• Records to use:
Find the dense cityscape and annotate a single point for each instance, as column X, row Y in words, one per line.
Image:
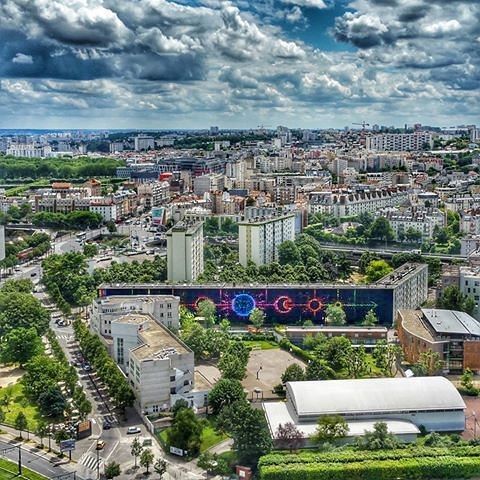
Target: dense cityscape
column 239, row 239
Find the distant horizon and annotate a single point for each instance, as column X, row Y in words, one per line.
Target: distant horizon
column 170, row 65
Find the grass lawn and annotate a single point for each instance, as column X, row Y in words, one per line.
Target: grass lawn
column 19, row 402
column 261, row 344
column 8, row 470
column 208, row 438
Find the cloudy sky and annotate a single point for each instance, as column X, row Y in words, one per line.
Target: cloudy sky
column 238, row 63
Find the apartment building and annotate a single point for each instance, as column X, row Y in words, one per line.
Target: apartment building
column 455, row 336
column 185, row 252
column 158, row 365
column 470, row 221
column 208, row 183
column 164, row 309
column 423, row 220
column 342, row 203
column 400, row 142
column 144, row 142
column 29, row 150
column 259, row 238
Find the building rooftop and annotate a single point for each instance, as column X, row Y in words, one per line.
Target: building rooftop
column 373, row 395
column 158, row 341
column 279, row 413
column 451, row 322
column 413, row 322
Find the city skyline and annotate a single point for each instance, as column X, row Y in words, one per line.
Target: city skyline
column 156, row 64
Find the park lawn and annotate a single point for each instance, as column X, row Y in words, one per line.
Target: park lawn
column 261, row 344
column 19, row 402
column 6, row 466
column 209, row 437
...
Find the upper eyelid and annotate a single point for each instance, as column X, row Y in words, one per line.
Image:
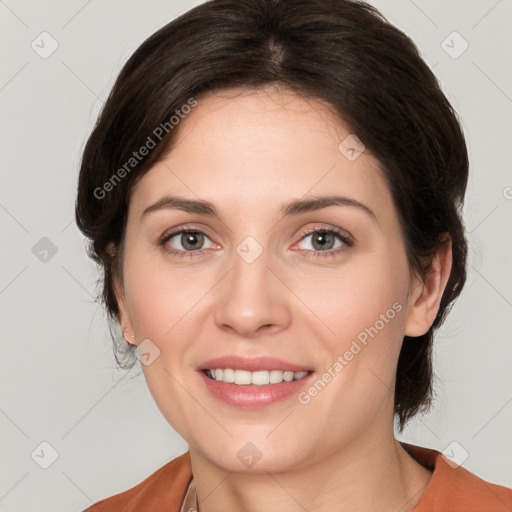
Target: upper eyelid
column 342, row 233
* * *
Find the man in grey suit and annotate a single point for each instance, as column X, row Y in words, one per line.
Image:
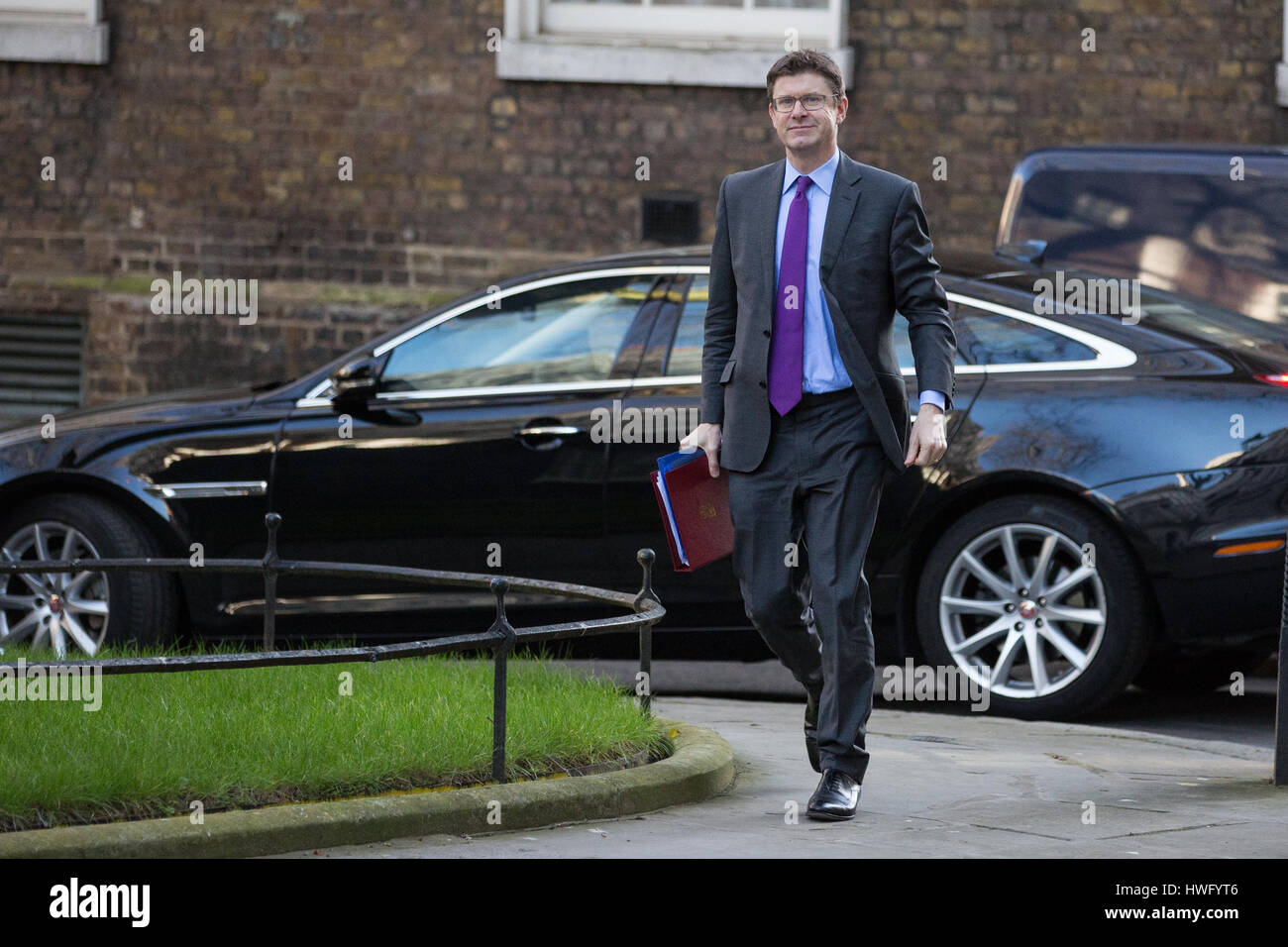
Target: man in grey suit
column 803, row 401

• Written problem: Rewrite only the lines between the one holding "Find the grass" and the one holding "column 209, row 437", inclusive, putting "mark" in place of "annotate" and changing nothing else.

• Finished answer:
Find the grass lawn and mark a single point for each instance, as column X, row Y in words, one per line.
Target: grass lawn
column 19, row 402
column 261, row 344
column 8, row 470
column 208, row 438
Find the cloudy sky and mark a single point for each instance, as column X, row Y in words, one per line.
Target: cloudy sky
column 238, row 63
Find the apartment building and mark a single point for each instance, as column X, row Y in words, one per line.
Target: apartment building
column 455, row 336
column 185, row 252
column 158, row 365
column 470, row 221
column 208, row 183
column 164, row 309
column 423, row 220
column 342, row 203
column 400, row 142
column 144, row 142
column 29, row 150
column 259, row 238
Find the building rooftop and mark a single point for each instance, as column X, row Y in words, one per line.
Target: building rooftop
column 373, row 395
column 158, row 341
column 279, row 413
column 451, row 322
column 413, row 322
Find the city skyline and mark a single point for each instance, as column X, row Y in words, one per line.
Target: city skyline
column 156, row 64
Find the park lawn and mark a single point for each instance, as column X, row Y in words, one per line.
Target: park lawn
column 261, row 344
column 19, row 402
column 6, row 466
column 209, row 437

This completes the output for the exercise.